Data listing:
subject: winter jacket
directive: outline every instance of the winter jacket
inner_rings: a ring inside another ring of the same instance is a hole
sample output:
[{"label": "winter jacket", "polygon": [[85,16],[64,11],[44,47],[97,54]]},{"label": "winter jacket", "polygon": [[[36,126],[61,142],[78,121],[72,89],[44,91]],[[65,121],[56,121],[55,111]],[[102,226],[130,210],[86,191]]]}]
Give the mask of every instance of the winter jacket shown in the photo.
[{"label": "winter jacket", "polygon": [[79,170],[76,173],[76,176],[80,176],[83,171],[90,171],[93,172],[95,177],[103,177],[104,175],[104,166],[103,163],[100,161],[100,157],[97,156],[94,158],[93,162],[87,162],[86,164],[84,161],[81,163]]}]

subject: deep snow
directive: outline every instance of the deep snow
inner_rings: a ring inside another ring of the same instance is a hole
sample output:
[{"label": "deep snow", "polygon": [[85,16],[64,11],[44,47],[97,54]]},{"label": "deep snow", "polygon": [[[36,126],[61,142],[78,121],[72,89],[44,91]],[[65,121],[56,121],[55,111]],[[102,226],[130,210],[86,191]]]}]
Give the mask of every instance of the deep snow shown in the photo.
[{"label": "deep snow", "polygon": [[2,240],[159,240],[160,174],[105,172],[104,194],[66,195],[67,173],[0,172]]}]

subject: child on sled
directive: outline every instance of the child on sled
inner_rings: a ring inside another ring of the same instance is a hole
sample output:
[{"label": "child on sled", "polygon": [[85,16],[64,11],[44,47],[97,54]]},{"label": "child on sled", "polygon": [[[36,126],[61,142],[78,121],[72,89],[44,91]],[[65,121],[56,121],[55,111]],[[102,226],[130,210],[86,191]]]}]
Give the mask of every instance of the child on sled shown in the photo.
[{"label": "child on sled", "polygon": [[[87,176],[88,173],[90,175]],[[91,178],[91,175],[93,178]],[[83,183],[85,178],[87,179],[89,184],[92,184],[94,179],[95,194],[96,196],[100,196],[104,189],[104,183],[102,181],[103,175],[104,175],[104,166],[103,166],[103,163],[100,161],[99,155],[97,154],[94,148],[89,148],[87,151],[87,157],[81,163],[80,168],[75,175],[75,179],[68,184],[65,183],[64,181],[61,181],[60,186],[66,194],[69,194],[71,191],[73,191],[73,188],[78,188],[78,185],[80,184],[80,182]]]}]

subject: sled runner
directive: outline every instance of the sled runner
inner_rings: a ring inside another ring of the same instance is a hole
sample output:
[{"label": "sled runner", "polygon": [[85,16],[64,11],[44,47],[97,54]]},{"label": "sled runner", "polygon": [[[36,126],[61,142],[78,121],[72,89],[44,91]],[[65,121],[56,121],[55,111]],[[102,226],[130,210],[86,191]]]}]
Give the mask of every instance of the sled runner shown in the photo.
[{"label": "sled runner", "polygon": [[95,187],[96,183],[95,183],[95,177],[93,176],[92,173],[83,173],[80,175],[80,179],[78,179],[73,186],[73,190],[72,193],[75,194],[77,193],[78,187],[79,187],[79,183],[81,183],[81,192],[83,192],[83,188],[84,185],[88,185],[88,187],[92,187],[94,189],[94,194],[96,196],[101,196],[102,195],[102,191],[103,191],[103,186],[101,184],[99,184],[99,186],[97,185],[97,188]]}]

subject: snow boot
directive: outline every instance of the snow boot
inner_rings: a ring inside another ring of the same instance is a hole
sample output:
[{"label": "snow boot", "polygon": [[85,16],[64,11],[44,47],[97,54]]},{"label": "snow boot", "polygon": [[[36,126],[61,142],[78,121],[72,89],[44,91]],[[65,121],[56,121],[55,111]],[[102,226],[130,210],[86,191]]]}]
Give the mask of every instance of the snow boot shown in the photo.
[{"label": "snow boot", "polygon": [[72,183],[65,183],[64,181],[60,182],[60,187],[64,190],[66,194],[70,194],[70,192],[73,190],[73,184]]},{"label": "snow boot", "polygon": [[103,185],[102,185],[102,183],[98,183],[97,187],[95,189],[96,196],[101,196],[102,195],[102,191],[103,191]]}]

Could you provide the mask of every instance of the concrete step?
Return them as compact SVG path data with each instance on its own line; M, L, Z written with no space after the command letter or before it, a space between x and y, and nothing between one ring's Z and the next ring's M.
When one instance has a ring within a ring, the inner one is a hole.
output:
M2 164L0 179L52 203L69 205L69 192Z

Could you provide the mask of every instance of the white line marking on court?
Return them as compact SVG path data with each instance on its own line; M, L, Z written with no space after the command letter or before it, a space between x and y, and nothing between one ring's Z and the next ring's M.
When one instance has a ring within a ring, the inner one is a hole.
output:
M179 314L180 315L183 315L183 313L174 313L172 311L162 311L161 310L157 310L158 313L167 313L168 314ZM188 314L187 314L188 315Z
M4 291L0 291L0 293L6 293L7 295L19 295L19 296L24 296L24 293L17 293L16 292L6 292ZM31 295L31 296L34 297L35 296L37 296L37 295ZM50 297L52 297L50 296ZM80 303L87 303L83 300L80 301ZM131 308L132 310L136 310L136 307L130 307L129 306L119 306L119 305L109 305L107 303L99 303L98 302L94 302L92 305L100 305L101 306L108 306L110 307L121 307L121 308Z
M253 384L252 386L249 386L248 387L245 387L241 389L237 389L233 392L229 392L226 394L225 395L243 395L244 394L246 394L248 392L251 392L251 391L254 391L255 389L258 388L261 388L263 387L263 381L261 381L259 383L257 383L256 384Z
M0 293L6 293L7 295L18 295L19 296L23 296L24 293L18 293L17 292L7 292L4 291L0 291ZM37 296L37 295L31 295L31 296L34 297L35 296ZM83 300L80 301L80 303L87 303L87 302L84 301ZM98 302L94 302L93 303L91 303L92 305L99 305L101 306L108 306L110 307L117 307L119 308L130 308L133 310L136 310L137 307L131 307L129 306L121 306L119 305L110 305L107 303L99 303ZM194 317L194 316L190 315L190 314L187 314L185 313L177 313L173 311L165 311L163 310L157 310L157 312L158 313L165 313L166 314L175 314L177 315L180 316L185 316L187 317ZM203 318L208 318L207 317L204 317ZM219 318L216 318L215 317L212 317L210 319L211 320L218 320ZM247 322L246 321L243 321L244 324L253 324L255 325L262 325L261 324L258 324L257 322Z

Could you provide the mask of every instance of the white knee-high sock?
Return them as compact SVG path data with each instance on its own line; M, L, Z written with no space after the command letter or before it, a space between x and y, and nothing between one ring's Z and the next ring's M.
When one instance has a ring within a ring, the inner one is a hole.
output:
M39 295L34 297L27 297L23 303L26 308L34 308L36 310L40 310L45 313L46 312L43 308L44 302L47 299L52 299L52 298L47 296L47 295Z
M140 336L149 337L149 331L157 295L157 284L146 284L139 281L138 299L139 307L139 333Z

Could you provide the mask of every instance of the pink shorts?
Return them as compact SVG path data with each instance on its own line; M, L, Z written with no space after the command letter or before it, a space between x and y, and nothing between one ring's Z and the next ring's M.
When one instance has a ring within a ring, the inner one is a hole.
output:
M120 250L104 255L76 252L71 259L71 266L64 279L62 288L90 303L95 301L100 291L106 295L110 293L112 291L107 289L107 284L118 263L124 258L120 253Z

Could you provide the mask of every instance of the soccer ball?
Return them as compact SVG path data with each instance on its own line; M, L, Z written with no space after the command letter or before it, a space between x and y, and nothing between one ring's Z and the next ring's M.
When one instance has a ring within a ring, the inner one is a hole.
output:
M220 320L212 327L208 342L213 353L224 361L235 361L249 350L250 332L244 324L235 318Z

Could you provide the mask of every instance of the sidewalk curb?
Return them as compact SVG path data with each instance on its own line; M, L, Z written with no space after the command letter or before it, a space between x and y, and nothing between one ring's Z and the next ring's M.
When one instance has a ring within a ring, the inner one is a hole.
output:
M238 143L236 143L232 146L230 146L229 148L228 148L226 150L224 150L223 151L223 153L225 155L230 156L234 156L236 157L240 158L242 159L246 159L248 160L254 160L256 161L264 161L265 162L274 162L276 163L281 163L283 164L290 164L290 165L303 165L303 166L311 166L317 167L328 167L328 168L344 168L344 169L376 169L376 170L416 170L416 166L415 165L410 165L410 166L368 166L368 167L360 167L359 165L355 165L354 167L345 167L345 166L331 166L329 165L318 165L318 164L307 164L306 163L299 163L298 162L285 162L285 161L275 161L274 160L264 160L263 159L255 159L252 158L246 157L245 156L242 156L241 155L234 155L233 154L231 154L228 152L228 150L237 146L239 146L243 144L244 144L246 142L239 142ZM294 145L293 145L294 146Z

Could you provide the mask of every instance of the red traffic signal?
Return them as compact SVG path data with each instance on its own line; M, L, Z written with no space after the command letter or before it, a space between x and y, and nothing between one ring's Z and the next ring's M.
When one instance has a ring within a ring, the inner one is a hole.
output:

Problem to work on: Count the lines of the records above that contain the string "Could", and give only the number.

Exercise answer: 7